● BRIEF
Wherever a picture appears, leave it out, and transcribe the rest of the records exactly.

Stored records
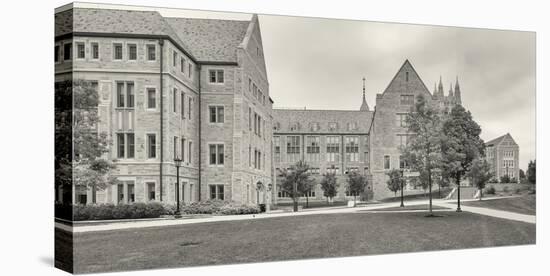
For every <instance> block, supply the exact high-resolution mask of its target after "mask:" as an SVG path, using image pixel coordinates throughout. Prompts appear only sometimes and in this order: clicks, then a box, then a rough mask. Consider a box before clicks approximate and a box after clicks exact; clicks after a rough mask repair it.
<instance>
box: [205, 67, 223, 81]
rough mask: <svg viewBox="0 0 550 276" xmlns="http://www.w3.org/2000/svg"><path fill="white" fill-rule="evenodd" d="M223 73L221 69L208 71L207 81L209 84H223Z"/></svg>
mask: <svg viewBox="0 0 550 276" xmlns="http://www.w3.org/2000/svg"><path fill="white" fill-rule="evenodd" d="M223 74H224V72H223V70H221V69H216V70H209V71H208V76H209V78H208V80H209V81H210V83H223V82H224V75H223Z"/></svg>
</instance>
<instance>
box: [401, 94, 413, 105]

● REPLY TO THE TASK
For every <instance> block, supply the exact high-resolution mask of its target after "mask:" as an SVG path, using image pixel coordinates throughout. Prompts appear only sometimes and in this order: clicks, then a box, then a rough mask. Consider a box before clicks approximate and a box after clicks exact; clicks after a rough mask repair it.
<instance>
box: [205, 67, 223, 81]
rough mask: <svg viewBox="0 0 550 276" xmlns="http://www.w3.org/2000/svg"><path fill="white" fill-rule="evenodd" d="M223 73L221 69L208 71L207 81L209 84H223Z"/></svg>
mask: <svg viewBox="0 0 550 276" xmlns="http://www.w3.org/2000/svg"><path fill="white" fill-rule="evenodd" d="M223 74H224V72H223V70H221V69H216V70H209V71H208V76H209V78H208V80H209V81H210V83H223V82H224V75H223Z"/></svg>
</instance>
<instance>
box: [401, 94, 413, 105]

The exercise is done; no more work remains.